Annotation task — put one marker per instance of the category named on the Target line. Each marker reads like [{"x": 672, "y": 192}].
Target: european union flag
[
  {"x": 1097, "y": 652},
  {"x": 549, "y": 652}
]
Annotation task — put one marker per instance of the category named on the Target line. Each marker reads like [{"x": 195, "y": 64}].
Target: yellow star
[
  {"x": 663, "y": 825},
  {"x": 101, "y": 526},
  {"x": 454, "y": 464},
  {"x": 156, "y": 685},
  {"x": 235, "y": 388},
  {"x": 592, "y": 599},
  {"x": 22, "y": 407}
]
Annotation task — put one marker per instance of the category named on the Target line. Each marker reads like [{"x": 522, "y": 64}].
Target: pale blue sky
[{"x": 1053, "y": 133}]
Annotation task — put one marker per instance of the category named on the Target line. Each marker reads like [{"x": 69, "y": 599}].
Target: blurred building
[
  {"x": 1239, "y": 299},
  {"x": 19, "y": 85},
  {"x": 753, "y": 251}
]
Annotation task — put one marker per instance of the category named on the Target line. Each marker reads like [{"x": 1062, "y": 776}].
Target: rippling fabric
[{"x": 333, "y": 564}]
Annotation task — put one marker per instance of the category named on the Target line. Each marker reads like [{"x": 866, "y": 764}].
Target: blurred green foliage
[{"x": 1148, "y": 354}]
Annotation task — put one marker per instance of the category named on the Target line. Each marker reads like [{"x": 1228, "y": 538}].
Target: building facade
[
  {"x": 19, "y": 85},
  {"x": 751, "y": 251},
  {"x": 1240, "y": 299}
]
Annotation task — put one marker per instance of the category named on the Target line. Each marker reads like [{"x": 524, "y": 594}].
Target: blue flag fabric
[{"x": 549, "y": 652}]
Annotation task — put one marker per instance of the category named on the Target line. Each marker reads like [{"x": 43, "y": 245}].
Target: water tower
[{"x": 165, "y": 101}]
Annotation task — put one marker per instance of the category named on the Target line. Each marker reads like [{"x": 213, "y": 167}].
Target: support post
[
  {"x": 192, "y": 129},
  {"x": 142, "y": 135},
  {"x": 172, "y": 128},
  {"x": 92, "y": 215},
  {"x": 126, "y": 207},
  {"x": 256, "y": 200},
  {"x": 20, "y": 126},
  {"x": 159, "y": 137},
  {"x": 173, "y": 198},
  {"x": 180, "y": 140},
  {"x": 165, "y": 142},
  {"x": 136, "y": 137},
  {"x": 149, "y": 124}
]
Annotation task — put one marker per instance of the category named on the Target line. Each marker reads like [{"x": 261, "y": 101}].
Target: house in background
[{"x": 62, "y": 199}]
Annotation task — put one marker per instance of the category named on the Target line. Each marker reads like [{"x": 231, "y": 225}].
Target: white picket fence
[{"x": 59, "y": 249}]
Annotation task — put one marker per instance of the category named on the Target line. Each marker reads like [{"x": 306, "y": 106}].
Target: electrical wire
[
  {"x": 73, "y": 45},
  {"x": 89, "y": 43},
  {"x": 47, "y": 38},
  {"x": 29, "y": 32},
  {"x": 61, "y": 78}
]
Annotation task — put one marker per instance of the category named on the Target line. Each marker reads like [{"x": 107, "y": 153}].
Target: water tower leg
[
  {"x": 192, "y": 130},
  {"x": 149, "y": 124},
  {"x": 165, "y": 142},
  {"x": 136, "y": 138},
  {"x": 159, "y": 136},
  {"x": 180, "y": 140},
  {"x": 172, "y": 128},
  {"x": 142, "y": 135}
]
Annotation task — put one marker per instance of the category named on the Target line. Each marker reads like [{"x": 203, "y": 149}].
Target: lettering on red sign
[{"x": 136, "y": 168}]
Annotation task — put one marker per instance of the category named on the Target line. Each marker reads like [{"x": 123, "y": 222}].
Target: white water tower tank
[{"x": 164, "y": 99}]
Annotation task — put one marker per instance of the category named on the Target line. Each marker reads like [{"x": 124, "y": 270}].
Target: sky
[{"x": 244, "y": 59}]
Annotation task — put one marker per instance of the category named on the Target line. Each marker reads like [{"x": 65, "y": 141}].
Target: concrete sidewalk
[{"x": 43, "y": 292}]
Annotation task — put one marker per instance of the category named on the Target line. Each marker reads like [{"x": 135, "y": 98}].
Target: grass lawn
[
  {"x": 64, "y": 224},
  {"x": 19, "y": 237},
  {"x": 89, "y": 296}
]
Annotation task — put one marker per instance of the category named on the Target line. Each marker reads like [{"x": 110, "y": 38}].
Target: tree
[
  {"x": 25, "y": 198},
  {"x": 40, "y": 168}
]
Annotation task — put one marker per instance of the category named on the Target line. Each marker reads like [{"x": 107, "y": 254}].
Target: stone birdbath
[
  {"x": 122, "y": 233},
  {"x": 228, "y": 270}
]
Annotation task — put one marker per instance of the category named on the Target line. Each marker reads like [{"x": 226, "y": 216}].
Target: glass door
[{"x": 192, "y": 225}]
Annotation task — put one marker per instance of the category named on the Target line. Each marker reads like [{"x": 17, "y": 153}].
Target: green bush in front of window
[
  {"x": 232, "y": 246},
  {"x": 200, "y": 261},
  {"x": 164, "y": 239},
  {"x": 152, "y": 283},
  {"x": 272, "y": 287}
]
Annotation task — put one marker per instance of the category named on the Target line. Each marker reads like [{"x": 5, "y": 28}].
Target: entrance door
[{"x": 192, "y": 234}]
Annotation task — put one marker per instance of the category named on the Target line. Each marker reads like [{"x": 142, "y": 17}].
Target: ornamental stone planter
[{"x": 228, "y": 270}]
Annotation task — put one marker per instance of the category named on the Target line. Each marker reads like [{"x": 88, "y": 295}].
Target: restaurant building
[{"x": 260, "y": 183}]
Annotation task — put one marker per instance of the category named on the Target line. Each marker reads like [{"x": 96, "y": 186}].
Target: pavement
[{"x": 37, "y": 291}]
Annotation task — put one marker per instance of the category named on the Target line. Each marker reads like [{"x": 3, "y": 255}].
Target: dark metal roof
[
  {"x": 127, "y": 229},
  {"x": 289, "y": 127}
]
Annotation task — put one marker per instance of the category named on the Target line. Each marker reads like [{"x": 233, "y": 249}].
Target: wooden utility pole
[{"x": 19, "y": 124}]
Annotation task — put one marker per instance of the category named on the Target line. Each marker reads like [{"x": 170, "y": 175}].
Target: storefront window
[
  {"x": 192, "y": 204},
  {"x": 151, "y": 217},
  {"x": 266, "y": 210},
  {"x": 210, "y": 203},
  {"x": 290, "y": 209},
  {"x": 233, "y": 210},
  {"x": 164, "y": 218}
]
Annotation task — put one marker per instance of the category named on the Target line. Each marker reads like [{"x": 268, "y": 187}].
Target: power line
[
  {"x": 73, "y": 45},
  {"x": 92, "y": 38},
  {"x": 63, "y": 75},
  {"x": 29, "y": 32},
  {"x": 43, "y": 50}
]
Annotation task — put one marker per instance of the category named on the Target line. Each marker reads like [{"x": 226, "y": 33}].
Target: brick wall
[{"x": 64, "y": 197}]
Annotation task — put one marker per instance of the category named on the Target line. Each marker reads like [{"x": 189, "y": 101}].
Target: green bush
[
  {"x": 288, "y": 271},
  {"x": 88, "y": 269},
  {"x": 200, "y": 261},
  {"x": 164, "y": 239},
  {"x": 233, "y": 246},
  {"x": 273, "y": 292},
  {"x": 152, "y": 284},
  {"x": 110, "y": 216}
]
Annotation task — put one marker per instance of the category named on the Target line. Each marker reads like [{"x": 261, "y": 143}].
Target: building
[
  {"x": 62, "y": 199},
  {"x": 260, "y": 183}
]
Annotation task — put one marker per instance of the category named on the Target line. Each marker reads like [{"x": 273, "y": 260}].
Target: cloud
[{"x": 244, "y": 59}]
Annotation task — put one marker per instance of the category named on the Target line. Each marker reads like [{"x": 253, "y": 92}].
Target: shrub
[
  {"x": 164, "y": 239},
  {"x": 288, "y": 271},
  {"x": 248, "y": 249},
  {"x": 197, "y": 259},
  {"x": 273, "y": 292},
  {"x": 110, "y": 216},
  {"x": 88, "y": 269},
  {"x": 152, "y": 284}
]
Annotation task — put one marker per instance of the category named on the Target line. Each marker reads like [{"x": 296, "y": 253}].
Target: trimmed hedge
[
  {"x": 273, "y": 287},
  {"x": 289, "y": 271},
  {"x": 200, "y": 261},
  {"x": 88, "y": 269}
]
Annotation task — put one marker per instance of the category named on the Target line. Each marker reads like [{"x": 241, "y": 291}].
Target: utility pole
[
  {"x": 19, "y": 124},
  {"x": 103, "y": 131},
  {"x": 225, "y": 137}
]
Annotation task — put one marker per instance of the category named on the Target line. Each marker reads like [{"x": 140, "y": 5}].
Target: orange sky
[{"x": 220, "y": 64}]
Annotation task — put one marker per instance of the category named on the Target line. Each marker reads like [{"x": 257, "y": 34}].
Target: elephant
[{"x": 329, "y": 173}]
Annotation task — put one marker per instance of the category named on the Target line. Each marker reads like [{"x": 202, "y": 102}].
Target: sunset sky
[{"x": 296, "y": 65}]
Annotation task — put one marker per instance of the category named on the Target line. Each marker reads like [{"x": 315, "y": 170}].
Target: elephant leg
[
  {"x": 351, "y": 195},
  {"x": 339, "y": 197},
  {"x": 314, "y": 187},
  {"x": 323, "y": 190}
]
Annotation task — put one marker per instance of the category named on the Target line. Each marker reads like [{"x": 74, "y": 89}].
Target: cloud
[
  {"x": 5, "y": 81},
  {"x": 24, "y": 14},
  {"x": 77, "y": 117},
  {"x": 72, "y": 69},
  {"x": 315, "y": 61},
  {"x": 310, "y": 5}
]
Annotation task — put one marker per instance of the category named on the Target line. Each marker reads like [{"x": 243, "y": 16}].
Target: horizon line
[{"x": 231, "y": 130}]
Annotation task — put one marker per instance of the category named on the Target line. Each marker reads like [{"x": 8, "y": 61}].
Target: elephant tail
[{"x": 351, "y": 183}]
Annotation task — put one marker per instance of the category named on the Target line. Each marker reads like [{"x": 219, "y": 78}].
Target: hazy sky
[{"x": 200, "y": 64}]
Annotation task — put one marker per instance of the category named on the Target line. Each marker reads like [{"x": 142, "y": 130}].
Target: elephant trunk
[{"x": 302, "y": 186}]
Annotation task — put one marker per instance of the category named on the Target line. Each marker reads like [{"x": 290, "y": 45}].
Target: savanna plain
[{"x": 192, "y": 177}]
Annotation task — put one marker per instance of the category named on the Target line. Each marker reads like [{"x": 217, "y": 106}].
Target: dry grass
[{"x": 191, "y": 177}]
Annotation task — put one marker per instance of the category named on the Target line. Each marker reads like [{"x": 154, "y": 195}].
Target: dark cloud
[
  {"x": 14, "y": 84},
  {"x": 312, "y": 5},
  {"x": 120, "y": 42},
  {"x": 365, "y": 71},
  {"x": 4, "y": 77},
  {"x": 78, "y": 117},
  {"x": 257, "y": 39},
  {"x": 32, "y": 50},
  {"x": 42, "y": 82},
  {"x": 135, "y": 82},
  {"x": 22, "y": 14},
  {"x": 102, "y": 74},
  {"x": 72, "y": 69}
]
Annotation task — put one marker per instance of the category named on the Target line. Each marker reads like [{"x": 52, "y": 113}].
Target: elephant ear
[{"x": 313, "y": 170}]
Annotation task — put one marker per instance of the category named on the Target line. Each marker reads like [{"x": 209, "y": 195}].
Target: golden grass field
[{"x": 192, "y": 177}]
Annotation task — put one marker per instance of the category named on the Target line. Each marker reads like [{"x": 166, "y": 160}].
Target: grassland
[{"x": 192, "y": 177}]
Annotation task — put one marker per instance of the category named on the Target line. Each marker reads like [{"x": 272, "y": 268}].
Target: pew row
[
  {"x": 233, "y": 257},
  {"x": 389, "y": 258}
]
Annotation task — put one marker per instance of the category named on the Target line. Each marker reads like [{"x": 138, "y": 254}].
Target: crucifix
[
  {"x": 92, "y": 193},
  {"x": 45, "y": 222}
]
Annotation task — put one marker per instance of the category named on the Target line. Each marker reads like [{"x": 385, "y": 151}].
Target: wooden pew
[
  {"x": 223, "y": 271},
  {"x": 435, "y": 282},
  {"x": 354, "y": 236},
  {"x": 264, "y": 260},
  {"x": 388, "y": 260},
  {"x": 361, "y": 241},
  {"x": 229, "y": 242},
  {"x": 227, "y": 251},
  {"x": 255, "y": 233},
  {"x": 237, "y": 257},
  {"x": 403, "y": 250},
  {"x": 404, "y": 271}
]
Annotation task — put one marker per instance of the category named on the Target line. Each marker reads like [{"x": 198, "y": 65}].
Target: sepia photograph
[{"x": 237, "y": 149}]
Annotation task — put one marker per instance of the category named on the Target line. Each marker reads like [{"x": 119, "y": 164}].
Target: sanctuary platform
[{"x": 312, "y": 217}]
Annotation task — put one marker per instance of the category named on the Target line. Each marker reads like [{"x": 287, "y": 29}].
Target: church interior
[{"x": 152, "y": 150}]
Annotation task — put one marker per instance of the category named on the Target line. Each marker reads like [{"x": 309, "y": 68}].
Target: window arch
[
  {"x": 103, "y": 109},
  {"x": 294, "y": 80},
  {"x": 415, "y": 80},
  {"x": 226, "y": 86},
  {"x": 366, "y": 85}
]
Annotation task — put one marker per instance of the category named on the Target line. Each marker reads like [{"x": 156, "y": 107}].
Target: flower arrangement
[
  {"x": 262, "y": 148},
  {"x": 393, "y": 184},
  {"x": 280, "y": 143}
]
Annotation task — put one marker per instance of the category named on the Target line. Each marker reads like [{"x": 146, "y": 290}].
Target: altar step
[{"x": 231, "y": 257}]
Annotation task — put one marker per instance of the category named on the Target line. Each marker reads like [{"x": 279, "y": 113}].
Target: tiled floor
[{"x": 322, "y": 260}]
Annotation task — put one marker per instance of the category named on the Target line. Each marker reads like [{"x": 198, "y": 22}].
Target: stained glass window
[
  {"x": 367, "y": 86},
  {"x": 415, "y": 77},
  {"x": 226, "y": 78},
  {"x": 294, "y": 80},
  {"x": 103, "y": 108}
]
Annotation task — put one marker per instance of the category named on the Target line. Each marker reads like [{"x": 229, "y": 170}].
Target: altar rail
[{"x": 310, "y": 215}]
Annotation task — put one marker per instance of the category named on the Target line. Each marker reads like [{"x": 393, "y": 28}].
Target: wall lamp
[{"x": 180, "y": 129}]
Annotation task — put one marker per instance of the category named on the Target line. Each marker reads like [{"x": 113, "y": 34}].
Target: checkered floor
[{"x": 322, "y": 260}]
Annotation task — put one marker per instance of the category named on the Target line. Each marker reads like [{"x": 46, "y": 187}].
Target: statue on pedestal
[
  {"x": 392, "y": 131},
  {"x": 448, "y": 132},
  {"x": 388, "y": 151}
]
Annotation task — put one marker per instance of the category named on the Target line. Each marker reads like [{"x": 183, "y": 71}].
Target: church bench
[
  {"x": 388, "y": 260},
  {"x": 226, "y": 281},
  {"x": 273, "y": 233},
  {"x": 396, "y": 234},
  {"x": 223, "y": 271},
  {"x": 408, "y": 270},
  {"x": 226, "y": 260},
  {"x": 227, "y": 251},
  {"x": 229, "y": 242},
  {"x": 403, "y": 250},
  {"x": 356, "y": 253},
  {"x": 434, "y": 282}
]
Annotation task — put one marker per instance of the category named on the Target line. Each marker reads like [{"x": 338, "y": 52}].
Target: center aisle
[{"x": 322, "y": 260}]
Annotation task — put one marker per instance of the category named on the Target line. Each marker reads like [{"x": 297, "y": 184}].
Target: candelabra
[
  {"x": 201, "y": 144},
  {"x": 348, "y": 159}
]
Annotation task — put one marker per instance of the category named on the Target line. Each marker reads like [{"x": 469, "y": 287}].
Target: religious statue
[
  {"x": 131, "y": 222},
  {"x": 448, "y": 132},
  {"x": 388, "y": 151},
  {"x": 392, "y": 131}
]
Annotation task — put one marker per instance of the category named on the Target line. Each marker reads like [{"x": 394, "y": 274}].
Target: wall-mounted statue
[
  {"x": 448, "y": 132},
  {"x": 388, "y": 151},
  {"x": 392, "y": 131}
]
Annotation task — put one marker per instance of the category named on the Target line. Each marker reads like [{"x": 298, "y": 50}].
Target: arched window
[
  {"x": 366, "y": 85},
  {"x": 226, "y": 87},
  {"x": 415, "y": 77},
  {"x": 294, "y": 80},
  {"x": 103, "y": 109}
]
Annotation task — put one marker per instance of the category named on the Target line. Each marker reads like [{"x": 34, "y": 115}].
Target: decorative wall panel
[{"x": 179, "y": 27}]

===============

(Required task):
Extract each line from the entries above that contains the word "green".

(Response to the task):
Target: blurred green foliage
Target: green bush in front of window
Target: green bush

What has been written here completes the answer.